| Extracted entries |
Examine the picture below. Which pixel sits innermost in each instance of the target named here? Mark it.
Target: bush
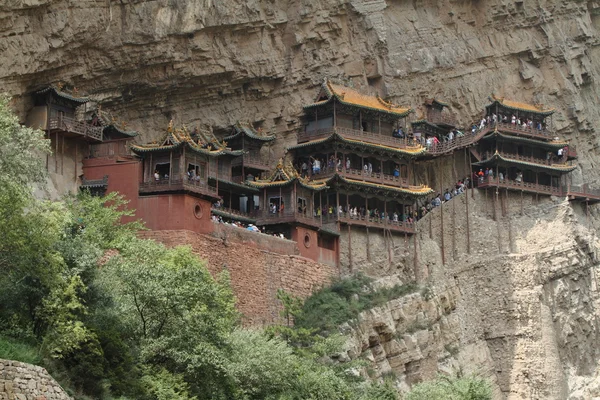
(12, 349)
(452, 388)
(343, 300)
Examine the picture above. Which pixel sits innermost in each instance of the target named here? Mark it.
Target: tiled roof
(247, 130)
(109, 122)
(352, 97)
(412, 151)
(284, 175)
(412, 190)
(515, 105)
(434, 100)
(554, 144)
(59, 93)
(554, 167)
(203, 143)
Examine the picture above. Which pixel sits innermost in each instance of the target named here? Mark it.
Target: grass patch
(343, 300)
(12, 349)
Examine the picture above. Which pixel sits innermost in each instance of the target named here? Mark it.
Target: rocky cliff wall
(521, 308)
(22, 381)
(212, 63)
(258, 265)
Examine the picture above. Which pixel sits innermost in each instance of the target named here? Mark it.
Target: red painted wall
(175, 211)
(123, 177)
(310, 249)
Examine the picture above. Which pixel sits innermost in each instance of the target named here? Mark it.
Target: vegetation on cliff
(111, 315)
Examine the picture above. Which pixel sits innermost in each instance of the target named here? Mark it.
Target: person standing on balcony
(316, 166)
(304, 169)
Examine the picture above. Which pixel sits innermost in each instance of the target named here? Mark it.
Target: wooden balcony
(378, 223)
(249, 217)
(110, 149)
(458, 142)
(520, 186)
(573, 193)
(72, 126)
(582, 193)
(178, 184)
(354, 134)
(264, 217)
(542, 162)
(360, 175)
(442, 119)
(533, 132)
(251, 161)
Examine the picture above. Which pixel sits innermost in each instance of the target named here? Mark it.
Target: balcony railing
(458, 142)
(527, 131)
(520, 185)
(375, 222)
(110, 149)
(552, 161)
(71, 125)
(442, 119)
(360, 174)
(365, 136)
(176, 184)
(251, 161)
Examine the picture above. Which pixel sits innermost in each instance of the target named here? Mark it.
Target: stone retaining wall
(20, 381)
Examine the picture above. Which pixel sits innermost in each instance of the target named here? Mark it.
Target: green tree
(452, 388)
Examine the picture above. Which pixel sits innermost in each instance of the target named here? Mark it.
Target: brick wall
(256, 274)
(22, 381)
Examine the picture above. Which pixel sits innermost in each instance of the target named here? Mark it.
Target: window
(163, 170)
(301, 204)
(326, 242)
(199, 169)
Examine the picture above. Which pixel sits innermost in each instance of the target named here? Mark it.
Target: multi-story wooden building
(351, 143)
(521, 150)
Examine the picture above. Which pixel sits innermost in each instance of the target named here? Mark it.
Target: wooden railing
(71, 125)
(529, 159)
(459, 142)
(572, 192)
(582, 192)
(234, 213)
(251, 161)
(520, 130)
(375, 222)
(368, 137)
(520, 185)
(446, 119)
(178, 184)
(109, 149)
(376, 138)
(360, 174)
(314, 134)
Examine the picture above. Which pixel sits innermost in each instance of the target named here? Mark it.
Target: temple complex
(359, 164)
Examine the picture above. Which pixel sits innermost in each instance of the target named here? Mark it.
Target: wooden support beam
(62, 156)
(349, 247)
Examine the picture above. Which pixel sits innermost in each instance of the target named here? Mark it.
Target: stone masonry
(256, 273)
(20, 381)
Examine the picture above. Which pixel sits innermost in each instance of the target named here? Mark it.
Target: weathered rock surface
(527, 318)
(28, 382)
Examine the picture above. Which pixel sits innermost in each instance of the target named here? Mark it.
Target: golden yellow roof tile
(352, 96)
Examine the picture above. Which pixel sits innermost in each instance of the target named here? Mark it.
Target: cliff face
(521, 308)
(528, 319)
(212, 63)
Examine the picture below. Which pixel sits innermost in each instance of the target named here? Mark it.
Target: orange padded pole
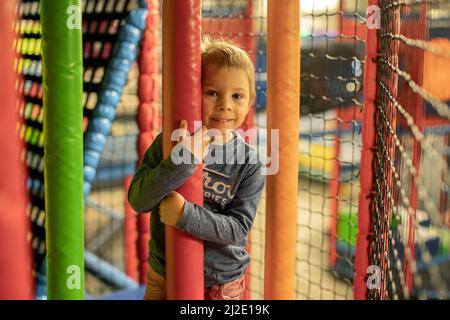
(182, 100)
(283, 110)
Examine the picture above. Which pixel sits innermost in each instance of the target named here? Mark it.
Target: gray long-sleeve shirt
(231, 192)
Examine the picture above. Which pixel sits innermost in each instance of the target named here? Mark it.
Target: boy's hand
(197, 144)
(171, 208)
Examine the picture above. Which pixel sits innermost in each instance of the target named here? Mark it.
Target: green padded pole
(63, 144)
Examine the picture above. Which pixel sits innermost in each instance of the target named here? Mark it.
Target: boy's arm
(232, 225)
(156, 177)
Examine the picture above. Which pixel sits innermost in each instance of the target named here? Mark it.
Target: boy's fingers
(183, 131)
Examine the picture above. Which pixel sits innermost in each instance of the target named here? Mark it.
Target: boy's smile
(225, 98)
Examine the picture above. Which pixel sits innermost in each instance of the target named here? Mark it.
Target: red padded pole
(366, 171)
(16, 280)
(182, 100)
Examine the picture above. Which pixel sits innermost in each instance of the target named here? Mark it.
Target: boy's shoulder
(251, 152)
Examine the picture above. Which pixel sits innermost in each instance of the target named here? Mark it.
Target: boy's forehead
(215, 73)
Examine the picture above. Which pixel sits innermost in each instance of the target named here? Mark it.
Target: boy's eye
(238, 96)
(211, 93)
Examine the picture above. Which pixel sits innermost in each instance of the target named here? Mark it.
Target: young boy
(231, 187)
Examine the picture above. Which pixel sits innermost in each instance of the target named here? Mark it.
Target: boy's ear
(252, 101)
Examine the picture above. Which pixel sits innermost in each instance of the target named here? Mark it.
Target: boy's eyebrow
(234, 89)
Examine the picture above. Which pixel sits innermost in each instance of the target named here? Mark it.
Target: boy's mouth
(221, 120)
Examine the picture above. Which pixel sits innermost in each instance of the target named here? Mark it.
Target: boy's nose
(224, 107)
(224, 104)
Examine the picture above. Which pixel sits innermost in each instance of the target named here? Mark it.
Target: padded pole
(182, 100)
(366, 170)
(283, 103)
(16, 280)
(63, 145)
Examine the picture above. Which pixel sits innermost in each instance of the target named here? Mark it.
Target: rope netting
(410, 210)
(117, 142)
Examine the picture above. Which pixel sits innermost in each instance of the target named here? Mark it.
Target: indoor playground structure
(359, 90)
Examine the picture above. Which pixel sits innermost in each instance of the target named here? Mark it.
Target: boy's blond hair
(224, 53)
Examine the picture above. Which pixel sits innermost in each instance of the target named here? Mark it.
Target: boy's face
(225, 97)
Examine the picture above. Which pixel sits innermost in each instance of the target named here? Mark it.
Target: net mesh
(410, 205)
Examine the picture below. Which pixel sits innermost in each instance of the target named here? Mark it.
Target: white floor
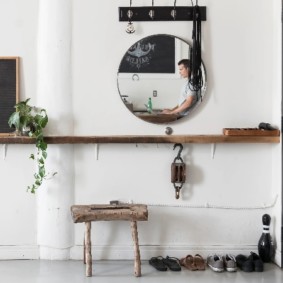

| Task goal |
When you copy the records above, keep every word exact and leave out the pictures they contain.

| Response to the task |
Examine the picture below. Which pixel sits innermost in each instance of the target named here? Mark it.
Target: bush
(12, 349)
(452, 388)
(343, 300)
Examine the picture above. Which pixel sits innermost in each instance of the target named here? Mark it.
Target: tiled roof
(247, 130)
(109, 122)
(352, 97)
(412, 151)
(284, 175)
(412, 190)
(515, 105)
(434, 100)
(554, 144)
(59, 93)
(554, 167)
(203, 143)
Examine the picture above. Which pixel sits innermost in each instance of the target named here? Mark it.
Target: grass patch
(343, 300)
(12, 349)
Examine the picture above. Which pixel sits innermost in each instance of the target named here? Mark it.
Target: rocky cliff wall
(521, 308)
(22, 381)
(212, 63)
(258, 265)
Examine the picture above. Which pixel sits innermost in each instance of the target named here? Mark it.
Target: red painted wall
(175, 211)
(123, 177)
(310, 249)
Examine the picture above. Which pixel sits innermost in each instance of the target named here? Mark it.
Target: vegetation on cliff
(111, 315)
Examine the picture above. Which pixel sits innermost in each instance of the target named here? Mark it.
Target: person standing on balcony
(316, 166)
(304, 169)
Examine the picture above. Which pixel sits innermost in each instance of the target named here? Mark it.
Target: wooden balcony
(378, 223)
(249, 217)
(110, 149)
(458, 142)
(520, 186)
(573, 193)
(72, 126)
(582, 193)
(178, 184)
(354, 134)
(264, 217)
(542, 162)
(360, 175)
(442, 119)
(533, 132)
(251, 161)
Examine the picture above. Which pixel sits innermost in each instance of the target named here? Mark it.
Target: balcony railing
(458, 142)
(527, 131)
(520, 185)
(375, 222)
(110, 149)
(552, 161)
(71, 125)
(442, 119)
(360, 174)
(365, 136)
(176, 184)
(251, 161)
Examine the picture above. Which pixel sits innermost in each instance of the target named here? Mark it.
Target: stone retaining wall
(20, 381)
Examine the picture above. Which pixel sits innermost in each instance of the target named here? Mark it.
Target: green tree
(452, 388)
Examine the picture above. Which pixel sits innermost in each instance of the target named here? Mark it.
Target: brick wall
(256, 274)
(22, 381)
Examine the picture above. Which pixel sits innermost in each instance of the target named here? Mark it.
Target: window
(163, 170)
(301, 204)
(326, 242)
(199, 169)
Examine the picture above. Which pixel sits innermost in each instance of the target named here? Mark it.
Target: multi-story wooden building
(351, 143)
(521, 150)
Examine the picture above. Which pixel sits innermost in each instance of the target named here? Mark it.
Target: wooden railing
(71, 125)
(529, 159)
(459, 142)
(572, 192)
(582, 192)
(234, 213)
(251, 161)
(520, 130)
(375, 222)
(368, 137)
(520, 185)
(446, 119)
(178, 184)
(109, 149)
(376, 138)
(360, 174)
(314, 134)
Examine the picture above. Which pixel sits innermost in each instance of the target named here? Mark it.
Target: temple complex
(359, 164)
Examine the picture above. Which pixel sits innermost in each instance of the target named here? Mark it.
Target: wooden support beam
(62, 156)
(349, 247)
Examine the picture above. Which pixel sits innermost in each instance of the target named here? Mark it.
Target: stone masonry
(256, 273)
(20, 381)
Examine the picture above. Which pixel sits innermost in each instance of the target named here? Mark it.
Target: weathered rock surface
(527, 318)
(28, 382)
Examine the picture above. Which pixel sits innermost in each instance of the target named here? Mark it.
Target: golden yellow roof tile
(352, 96)
Examine the picture above. Which pixel sits innermost in each instance of the target named here? Mark it.
Target: cliff face
(521, 308)
(528, 319)
(212, 63)
Examine the picture below. Which pixel sits innermost in each instance of the target named here? Mark it.
Target: orange padded pole
(182, 100)
(283, 110)
Examine the picture above. Which pixel sits innermost in each instance of the target named here? Mark it.
Target: gray long-sleeve shirt
(231, 192)
Examine the picture above. Which pixel sits innermost in each instance of the target named here? Mark it.
Target: boy's hand
(197, 144)
(171, 208)
Examine the picture above. Which pixel sits innermost in each instance of the target named here? Mark it.
Target: green padded pole
(63, 144)
Examine the picture above. Which pixel sits innermost in each instance of the target named here? Mark it.
Target: boy's arm
(232, 225)
(156, 177)
Examine the picture above. Which pixel sits innermost in each instance of the target named here? Mark it.
Target: boy's fingers
(183, 131)
Examine the picture above. Which pixel sits innermost in each instance of the target named here? Mark it.
Target: boy's smile
(225, 98)
Examine the picture above. Which pixel sits innermost in each instance of the target named here? Mark it.
Target: red padded pole
(366, 171)
(16, 280)
(182, 100)
Examine the picture above. Which pixel sits innermost in each instance of the target named here? Mark it.
Target: boy's shoulder
(251, 152)
Examine the picture above. Which pixel sits innermost in each instance of the target named here? Mark it.
Target: boy's forehead
(215, 73)
Examine the picture above. Which pixel sits innermost in each instance of the target named here? Mark it.
Target: boy's eye
(238, 96)
(211, 93)
Examine the picture above. Which pixel sits innermost in each instance of the target named here? Mark it.
Target: young boy
(231, 187)
Examine the picture above. Which pixel sits innermost in each instance of the target named here? Mark it.
Target: boy's ear
(252, 101)
Examine the picture above. Which pixel sits innermost in each instance of the target named here? Mark it.
Target: boy's eyebrow
(234, 89)
Examine the picture above. Which pixel sits innermost in each instance of the target named here? Mark it.
Target: boy's mouth
(221, 120)
Examine the picture above. Which pixel sits innermost in each instance of the target named here? Mark it.
Target: boy's nose
(224, 107)
(224, 104)
Examine the picture above. Which pixel sits innermost in each instance of the target named here? Mark it.
Target: padded pole
(182, 100)
(366, 170)
(283, 103)
(16, 280)
(63, 145)
Examine the picture above. Which pixel sits innermost in each instance of the target named here? Mark it.
Target: rope netting
(410, 210)
(117, 142)
Examine the picture above. Which pixel sits innermost in each instance of the target named here? Mark it.
Target: indoor playground structure
(359, 90)
Examine the picture above. Which pixel sits innermost in each instance of the target named here? Mark it.
Target: boy's blond hair
(224, 53)
Examine the picture above. Which pixel sits innermost in each instance of the target named here? Mark it.
Target: boy's face
(225, 97)
Examine the picture above. Which pixel sits innermost in each instance of the target named here? Mark it.
Target: net mesh
(410, 205)
Examine the picture below. Which pixel sits innermost in each instance of the target named here? Mark it.
Target: white floor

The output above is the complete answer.